● **Problem details**:
Tally the lines in the rows below that contain the string "segment". Reply with the number alone.

(Dataset entries)
———

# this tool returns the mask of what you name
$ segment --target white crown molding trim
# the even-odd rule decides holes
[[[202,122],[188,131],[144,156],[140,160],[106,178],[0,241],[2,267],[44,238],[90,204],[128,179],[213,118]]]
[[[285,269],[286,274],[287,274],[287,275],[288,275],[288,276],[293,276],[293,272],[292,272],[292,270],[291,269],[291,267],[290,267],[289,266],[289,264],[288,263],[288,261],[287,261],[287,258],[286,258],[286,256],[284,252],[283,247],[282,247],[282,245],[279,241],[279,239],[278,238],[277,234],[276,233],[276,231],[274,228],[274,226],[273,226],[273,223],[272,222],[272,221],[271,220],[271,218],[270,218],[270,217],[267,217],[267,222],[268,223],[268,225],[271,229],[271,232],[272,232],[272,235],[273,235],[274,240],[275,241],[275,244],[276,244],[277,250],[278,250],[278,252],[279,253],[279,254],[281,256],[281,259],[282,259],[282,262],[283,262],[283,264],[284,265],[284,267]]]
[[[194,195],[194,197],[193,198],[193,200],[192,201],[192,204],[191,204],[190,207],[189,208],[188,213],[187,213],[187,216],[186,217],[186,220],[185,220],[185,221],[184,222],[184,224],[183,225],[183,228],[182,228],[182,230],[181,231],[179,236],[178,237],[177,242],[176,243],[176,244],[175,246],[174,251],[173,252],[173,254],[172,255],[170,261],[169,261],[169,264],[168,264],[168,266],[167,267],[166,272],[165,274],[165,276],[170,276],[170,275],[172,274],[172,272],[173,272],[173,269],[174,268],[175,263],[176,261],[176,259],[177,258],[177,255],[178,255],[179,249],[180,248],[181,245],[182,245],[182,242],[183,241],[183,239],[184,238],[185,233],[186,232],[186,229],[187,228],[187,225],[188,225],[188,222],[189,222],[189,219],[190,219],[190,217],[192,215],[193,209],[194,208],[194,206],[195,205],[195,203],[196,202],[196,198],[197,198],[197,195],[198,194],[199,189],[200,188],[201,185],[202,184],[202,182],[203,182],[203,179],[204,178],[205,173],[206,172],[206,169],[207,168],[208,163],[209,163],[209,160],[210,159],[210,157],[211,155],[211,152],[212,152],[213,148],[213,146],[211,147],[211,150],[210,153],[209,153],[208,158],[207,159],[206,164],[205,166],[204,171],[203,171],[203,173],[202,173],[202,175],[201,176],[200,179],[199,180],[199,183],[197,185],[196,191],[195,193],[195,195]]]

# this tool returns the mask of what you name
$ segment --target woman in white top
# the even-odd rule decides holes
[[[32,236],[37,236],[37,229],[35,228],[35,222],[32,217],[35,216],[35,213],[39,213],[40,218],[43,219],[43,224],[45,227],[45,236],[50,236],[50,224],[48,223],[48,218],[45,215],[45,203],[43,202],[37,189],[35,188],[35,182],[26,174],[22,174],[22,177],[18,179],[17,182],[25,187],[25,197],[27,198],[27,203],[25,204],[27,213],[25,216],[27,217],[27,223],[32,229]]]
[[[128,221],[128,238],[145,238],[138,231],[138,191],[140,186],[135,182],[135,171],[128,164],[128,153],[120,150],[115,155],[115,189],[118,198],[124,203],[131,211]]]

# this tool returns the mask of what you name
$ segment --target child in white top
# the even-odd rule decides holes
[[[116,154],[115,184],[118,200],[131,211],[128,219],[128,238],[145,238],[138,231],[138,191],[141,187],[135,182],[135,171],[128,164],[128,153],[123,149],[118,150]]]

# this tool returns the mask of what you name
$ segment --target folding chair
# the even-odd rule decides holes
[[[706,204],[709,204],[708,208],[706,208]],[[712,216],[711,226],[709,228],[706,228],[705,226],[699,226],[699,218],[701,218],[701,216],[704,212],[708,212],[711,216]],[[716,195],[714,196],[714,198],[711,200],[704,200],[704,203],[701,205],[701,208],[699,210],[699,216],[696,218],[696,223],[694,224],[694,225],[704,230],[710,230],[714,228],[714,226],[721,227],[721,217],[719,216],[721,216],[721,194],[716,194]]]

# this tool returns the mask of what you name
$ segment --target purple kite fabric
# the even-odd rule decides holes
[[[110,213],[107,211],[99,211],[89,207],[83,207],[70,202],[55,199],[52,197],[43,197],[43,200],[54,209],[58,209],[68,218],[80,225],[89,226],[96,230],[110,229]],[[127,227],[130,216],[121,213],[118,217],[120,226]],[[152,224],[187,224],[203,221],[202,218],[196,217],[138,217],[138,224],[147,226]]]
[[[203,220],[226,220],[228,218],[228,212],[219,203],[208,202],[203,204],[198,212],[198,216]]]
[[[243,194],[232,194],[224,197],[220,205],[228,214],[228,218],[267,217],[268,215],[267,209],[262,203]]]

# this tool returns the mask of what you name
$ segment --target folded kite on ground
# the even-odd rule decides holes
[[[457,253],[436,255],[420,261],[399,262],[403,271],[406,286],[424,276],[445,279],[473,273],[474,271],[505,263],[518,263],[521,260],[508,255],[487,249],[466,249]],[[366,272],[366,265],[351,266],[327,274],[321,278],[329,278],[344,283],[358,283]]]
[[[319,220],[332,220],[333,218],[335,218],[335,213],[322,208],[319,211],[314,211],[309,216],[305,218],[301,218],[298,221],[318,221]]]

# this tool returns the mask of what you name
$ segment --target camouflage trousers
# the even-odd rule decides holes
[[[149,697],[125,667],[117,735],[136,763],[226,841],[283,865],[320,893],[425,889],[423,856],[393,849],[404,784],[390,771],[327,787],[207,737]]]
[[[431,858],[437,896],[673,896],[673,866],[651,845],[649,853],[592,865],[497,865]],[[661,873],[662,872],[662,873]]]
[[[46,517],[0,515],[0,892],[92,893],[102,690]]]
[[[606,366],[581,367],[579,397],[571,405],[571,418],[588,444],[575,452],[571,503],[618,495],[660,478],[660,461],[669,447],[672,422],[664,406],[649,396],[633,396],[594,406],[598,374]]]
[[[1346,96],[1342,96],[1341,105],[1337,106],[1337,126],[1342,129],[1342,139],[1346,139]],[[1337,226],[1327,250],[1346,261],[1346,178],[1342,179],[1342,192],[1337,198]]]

———

● **Task output**:
7